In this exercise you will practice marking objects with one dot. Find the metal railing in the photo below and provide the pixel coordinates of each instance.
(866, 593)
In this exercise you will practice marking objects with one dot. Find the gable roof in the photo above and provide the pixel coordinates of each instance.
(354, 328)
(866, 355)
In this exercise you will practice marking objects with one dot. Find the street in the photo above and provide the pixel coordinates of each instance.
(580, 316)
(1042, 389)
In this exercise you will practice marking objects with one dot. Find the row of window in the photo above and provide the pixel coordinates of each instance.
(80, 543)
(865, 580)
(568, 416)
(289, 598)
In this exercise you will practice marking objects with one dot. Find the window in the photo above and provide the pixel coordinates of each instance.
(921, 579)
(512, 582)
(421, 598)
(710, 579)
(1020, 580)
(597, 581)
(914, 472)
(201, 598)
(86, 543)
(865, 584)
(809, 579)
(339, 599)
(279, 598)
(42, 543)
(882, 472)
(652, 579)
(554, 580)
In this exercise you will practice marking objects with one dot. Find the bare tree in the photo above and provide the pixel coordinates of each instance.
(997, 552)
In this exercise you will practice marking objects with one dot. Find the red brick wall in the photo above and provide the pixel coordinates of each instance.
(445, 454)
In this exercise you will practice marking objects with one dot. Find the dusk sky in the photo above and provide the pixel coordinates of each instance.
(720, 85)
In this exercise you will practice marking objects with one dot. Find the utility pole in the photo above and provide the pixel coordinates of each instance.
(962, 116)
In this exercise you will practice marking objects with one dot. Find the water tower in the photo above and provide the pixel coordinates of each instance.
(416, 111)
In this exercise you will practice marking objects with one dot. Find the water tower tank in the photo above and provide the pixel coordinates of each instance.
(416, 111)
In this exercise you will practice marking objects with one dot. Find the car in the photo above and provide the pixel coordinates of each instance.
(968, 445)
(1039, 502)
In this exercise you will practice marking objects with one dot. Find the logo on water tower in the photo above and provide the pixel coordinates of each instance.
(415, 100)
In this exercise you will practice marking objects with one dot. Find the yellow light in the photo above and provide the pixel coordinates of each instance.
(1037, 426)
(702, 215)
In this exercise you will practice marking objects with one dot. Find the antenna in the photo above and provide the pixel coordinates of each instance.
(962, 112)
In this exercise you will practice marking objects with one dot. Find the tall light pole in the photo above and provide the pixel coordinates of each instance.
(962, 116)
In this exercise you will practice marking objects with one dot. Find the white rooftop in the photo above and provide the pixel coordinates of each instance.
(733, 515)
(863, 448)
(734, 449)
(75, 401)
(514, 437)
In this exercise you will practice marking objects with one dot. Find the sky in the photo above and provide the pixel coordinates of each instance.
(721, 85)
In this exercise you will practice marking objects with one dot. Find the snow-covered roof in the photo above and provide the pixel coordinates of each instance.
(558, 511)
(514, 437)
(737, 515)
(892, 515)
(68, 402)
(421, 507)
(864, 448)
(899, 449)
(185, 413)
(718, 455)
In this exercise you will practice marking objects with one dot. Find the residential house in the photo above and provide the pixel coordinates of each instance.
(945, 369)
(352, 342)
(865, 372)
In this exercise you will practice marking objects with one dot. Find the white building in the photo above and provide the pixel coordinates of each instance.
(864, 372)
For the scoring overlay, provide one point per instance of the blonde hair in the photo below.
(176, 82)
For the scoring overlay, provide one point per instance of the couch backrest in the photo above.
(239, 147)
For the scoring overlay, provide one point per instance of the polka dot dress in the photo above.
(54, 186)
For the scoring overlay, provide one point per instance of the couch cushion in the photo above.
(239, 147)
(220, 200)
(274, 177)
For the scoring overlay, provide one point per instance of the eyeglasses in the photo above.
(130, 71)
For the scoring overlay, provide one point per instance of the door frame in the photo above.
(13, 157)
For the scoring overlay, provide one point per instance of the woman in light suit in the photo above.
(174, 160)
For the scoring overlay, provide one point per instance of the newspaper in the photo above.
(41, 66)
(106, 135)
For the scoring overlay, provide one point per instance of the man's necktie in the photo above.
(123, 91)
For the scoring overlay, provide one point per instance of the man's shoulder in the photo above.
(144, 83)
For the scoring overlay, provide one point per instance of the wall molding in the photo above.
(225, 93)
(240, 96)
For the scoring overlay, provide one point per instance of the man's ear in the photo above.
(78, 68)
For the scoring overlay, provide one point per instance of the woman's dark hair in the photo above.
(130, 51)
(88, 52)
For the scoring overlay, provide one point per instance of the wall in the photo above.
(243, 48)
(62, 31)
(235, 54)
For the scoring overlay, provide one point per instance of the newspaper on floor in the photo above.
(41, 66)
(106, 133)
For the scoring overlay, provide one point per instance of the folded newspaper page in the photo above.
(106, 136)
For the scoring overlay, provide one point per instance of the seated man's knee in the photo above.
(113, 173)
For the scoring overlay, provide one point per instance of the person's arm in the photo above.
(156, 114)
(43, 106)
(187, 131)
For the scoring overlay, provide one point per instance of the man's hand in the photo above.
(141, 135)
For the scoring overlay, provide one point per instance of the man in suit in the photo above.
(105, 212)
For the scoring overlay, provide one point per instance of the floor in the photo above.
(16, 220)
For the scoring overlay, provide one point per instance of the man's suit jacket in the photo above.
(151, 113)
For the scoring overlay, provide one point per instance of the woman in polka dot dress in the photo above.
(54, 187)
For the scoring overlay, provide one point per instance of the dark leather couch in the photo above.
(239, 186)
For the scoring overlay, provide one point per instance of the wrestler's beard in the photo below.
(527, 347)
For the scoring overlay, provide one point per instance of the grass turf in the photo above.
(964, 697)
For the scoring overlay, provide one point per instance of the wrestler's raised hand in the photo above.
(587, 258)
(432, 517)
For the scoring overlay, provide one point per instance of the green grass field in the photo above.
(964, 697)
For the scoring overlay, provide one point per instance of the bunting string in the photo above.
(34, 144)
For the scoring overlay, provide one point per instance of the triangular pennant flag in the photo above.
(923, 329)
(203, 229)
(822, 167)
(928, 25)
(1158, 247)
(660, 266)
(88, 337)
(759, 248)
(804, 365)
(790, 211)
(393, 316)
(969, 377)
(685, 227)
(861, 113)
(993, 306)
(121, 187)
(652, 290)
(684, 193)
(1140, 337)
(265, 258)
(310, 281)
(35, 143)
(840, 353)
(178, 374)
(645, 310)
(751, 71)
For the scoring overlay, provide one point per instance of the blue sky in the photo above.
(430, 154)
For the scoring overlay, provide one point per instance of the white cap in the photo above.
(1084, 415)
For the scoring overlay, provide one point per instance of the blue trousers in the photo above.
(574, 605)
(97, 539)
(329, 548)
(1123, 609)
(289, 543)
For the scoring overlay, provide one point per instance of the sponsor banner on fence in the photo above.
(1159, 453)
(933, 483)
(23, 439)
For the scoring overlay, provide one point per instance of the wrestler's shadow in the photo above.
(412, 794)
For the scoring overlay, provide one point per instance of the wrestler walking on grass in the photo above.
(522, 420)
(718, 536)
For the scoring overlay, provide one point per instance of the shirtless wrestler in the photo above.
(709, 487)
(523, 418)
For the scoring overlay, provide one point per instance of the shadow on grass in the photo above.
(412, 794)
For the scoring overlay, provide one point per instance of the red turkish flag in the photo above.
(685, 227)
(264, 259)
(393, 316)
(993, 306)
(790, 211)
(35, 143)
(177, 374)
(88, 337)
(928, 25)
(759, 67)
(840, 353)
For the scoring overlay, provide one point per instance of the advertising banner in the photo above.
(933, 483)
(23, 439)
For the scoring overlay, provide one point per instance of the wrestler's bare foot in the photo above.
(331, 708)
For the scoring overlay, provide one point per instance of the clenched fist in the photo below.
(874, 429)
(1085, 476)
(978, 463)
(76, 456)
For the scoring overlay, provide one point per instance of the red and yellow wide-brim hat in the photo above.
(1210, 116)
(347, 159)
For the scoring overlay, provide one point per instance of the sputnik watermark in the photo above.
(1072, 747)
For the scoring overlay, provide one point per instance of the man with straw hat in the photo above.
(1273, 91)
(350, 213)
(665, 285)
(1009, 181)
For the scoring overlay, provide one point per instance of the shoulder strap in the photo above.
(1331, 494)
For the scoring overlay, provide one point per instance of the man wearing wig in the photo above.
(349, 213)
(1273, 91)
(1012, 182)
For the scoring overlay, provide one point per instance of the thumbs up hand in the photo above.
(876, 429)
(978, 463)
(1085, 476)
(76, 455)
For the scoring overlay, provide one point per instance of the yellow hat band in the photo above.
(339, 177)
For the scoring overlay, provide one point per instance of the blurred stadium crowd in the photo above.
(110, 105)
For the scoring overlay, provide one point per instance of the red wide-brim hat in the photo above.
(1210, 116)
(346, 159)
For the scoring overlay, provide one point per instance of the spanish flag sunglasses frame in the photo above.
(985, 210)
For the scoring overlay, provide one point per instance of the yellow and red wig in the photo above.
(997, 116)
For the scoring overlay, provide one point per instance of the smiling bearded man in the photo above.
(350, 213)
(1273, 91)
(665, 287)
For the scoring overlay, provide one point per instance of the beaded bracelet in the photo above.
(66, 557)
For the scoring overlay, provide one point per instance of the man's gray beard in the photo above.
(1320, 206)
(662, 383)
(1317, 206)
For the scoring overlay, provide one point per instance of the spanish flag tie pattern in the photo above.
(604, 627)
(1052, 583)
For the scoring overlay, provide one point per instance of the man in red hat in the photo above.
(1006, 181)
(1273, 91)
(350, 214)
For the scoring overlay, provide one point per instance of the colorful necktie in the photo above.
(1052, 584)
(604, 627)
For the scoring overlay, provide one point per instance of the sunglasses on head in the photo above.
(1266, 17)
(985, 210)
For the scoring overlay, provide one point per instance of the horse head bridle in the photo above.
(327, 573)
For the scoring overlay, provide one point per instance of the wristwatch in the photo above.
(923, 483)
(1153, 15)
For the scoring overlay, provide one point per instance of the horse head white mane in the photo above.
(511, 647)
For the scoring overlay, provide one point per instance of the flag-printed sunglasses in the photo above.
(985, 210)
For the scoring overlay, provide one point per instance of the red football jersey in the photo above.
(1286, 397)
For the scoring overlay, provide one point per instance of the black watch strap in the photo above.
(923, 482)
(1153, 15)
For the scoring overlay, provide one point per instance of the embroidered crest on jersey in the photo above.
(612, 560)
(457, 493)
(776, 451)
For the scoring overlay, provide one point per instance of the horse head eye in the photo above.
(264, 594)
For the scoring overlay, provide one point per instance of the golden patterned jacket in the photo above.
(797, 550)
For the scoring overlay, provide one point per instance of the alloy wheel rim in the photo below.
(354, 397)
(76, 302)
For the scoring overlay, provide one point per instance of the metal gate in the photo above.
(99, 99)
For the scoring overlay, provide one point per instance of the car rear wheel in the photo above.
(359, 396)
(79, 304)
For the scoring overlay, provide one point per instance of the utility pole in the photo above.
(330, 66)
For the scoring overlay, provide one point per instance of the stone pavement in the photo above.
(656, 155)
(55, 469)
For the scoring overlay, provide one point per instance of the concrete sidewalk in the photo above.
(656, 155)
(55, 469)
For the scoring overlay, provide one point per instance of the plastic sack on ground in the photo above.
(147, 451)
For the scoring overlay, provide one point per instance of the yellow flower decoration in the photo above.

ACTION ITEM | From the line holding "sidewalk in the photo above." to the last line of the data above, copy every line exactly and include nothing more.

ANSWER SPACE |
For the scoring overlay, provide one point per instance of the concrete sidewalk in the photo above.
(656, 155)
(55, 469)
For the scoring overlay, provide one point per instance of the plastic sack on ground in the photo above.
(147, 451)
For the scoring overlay, provide one point per instance of the yellow flower decoration in the photo above.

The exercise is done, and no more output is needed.